══ Record set
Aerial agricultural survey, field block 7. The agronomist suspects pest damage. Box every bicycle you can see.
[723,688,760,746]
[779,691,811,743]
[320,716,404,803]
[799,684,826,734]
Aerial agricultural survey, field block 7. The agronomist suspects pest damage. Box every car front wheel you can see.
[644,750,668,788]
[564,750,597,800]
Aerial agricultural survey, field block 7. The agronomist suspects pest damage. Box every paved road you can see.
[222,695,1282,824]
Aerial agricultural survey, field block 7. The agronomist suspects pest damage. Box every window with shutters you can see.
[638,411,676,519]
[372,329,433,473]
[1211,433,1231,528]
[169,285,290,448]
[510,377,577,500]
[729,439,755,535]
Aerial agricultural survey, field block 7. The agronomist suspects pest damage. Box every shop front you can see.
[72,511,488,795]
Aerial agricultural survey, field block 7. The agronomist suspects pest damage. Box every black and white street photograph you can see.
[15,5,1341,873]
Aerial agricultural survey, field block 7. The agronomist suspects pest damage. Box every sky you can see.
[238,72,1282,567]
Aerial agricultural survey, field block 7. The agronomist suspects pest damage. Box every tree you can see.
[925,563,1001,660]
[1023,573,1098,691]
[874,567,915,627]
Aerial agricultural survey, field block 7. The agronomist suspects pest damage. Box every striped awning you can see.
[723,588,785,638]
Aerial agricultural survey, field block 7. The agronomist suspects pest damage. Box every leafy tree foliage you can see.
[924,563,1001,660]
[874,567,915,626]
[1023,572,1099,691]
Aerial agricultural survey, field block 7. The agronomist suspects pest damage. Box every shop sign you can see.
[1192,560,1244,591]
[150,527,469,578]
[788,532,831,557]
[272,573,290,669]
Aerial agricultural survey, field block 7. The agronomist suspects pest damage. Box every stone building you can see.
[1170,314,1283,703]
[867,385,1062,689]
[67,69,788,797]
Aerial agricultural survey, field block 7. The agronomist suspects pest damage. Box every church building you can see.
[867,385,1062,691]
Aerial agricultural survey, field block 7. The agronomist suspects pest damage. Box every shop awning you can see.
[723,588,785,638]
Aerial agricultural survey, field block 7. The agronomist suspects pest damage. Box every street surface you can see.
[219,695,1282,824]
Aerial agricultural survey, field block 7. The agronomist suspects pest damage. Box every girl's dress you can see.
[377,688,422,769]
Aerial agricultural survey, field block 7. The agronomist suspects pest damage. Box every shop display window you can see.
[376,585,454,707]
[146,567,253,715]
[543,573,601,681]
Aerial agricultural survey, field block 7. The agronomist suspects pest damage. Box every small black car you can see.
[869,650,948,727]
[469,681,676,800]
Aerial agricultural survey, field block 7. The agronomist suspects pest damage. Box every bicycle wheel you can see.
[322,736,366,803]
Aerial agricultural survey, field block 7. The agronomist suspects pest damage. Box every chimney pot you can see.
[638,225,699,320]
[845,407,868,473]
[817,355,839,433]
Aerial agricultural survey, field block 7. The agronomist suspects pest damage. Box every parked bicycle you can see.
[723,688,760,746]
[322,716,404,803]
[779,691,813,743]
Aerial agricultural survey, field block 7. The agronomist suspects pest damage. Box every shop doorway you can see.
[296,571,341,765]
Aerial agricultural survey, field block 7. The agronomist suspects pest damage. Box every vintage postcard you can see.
════
Aim of the task: Rewrite the lines of the listing between the line holding "stone building you can see." and the line holding "[322,736,366,803]", inclusive, swapping "agronomist" for "field inspector" and leaving everything else the same. Return only those lines.

Exercise response:
Aerial agricultural survey, field block 7. The field inspector suspects pest damage. Box every stone building you can see.
[1170,314,1283,703]
[867,385,1062,689]
[67,69,788,797]
Aerial agricultural survey, field block 7. The field inspector suspects pest damage. Box every church building you can see.
[867,385,1062,691]
Aerial agricultural survey, field block 7. The field inspector suspects pest damage. Box every shop awning you can see.
[723,588,785,638]
Aerial agricultural survey, field block 7. The field inspector suspects pest damage. Box every street surface you can see.
[219,695,1282,824]
Aerial agricultural survey, field block 7. The field inspector suspects pest damage. Box every girl's dress you can see.
[377,688,422,769]
Aerial agricultural survey, field block 7. The field inspector suspects pest damage. Box every shop display window you can see.
[376,585,454,707]
[146,567,253,715]
[543,573,601,681]
Aerial agricultural survey, field block 7. The field inspector suspects pest damage. Box every small black car you can see.
[869,650,948,727]
[469,681,676,800]
Aerial agricultural survey, field block 7. The field inspector suspects pest damage. Box every bicycle wheel you can see.
[322,736,366,803]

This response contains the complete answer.